DATA SHOWN =>
↓
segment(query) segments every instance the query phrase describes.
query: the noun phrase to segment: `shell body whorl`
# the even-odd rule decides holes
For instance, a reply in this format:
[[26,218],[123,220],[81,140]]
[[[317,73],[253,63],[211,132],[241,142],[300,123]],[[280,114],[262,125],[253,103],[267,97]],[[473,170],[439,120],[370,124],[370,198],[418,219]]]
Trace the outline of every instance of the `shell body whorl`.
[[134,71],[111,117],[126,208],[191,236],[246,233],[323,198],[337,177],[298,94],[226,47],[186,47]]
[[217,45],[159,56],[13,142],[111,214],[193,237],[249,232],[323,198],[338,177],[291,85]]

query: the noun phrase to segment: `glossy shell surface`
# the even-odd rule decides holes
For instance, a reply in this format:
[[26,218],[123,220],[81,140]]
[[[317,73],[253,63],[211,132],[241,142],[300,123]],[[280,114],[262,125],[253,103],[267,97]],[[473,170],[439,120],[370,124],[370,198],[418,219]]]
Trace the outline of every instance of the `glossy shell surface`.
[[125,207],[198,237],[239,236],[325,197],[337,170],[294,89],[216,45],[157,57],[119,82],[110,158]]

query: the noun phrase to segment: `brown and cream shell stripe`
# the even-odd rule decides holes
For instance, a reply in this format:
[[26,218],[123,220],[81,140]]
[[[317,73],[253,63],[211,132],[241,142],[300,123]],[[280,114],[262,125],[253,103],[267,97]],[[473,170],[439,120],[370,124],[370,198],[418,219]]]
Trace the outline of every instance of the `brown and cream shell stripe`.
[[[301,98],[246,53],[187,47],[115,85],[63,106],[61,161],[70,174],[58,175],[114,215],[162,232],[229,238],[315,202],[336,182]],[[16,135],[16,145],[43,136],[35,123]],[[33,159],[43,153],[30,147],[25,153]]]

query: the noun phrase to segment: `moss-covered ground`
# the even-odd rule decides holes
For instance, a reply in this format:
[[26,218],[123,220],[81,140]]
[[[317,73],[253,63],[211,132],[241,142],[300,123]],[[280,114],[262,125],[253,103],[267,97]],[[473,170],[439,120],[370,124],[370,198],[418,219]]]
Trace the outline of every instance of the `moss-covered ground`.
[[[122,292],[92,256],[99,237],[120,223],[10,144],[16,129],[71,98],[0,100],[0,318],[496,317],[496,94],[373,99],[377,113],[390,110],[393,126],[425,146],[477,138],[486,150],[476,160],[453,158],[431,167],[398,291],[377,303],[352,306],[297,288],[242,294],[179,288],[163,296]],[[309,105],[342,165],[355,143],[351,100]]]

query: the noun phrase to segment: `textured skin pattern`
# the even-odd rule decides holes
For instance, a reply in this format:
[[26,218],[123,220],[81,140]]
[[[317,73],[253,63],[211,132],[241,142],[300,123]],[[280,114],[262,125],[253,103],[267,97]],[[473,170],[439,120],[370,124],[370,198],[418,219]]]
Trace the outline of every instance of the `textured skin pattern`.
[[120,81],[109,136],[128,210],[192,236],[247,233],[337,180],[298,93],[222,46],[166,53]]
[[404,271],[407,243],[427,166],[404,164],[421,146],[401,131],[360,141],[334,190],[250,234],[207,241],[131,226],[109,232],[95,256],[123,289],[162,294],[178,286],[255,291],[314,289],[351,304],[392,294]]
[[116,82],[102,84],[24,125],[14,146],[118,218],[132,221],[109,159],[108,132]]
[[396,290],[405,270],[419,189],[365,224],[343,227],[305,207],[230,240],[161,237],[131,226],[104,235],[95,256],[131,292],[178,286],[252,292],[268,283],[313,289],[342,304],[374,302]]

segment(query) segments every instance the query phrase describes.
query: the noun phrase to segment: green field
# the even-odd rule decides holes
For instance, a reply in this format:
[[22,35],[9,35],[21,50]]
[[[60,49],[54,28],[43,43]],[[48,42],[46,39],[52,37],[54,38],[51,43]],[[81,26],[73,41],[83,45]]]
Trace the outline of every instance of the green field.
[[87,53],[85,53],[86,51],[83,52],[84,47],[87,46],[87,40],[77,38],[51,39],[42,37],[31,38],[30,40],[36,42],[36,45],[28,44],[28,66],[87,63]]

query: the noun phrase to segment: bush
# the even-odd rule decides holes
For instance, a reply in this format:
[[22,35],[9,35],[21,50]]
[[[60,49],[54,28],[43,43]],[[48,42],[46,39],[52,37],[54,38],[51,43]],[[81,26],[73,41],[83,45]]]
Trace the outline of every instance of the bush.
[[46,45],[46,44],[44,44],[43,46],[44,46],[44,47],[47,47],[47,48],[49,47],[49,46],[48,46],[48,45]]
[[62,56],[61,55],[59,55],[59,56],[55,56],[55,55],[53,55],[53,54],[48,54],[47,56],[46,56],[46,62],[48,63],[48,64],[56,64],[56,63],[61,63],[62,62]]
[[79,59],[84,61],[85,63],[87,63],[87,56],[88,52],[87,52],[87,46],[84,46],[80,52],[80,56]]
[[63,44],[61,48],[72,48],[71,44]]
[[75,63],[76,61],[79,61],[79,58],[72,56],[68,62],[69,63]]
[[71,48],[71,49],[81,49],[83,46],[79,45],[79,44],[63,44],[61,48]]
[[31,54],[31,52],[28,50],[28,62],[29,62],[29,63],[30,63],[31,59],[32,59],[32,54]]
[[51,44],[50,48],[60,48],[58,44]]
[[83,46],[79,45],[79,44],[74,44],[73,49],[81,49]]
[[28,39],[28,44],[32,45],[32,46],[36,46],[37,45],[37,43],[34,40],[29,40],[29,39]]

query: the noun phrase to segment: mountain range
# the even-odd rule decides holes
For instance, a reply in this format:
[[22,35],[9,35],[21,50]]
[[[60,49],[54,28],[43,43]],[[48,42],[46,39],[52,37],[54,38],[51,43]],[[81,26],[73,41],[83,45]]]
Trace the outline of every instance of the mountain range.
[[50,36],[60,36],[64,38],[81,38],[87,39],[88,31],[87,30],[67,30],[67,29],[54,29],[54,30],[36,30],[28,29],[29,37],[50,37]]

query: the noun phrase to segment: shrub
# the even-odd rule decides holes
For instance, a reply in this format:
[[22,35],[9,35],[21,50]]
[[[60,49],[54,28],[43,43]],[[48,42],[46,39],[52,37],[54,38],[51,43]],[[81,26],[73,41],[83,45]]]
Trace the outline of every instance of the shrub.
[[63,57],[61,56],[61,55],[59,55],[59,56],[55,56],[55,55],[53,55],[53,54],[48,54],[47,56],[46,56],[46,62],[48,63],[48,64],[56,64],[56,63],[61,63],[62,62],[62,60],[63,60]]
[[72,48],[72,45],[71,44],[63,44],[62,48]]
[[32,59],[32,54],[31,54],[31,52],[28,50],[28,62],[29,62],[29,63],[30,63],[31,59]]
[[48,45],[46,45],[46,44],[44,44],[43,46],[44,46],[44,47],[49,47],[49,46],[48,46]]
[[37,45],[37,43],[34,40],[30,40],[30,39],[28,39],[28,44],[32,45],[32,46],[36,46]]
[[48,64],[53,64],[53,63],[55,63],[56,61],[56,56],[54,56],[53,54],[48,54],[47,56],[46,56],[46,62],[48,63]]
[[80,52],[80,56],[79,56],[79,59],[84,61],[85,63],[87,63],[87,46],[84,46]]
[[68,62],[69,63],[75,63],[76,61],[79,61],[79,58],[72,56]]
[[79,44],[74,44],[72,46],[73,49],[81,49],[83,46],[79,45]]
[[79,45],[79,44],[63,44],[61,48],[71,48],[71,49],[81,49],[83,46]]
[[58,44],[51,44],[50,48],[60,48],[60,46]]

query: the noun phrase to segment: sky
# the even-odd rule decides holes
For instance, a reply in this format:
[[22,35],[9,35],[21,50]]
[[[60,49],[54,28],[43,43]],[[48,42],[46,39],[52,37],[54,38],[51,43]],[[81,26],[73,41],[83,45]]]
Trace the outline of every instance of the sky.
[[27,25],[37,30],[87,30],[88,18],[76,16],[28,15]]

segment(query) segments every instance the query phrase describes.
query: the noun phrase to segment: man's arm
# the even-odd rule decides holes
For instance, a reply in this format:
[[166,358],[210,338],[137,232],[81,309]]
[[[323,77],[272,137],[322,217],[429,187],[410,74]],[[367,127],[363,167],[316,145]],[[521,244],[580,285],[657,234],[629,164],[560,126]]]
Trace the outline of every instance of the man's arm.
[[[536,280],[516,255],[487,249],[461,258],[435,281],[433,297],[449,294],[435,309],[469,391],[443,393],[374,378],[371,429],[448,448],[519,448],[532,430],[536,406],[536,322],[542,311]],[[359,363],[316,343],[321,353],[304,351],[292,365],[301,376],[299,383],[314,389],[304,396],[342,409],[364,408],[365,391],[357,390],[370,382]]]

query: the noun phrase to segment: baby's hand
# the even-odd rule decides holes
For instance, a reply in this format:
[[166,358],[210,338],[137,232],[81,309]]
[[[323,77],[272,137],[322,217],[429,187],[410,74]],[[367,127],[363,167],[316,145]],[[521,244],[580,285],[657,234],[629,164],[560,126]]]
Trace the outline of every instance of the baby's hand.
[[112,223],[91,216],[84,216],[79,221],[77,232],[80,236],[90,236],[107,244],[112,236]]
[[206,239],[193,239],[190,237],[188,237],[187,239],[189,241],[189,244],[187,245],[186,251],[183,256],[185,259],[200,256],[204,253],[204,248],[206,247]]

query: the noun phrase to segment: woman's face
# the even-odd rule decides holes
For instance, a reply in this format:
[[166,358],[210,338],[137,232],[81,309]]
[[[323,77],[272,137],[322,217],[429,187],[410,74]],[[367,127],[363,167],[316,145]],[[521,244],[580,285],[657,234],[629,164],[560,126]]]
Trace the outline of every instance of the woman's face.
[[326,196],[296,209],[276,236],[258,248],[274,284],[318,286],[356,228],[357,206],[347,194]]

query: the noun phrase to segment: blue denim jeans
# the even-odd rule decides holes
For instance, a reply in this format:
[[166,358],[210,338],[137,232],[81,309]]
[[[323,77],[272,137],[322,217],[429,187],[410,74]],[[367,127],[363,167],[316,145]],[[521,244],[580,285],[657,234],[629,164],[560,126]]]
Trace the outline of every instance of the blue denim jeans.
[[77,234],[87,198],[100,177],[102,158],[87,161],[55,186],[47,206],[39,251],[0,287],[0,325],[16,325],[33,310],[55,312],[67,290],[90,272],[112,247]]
↑
THE REQUEST => Locate every line in the listing that contains the word "surface", and copy each of those lines in full.

SOLUTION TO THE EXERCISE =>
query: the noun phrase to segment: `glossy shell surface`
Trace the outline of every instance of the `glossy shell surface`.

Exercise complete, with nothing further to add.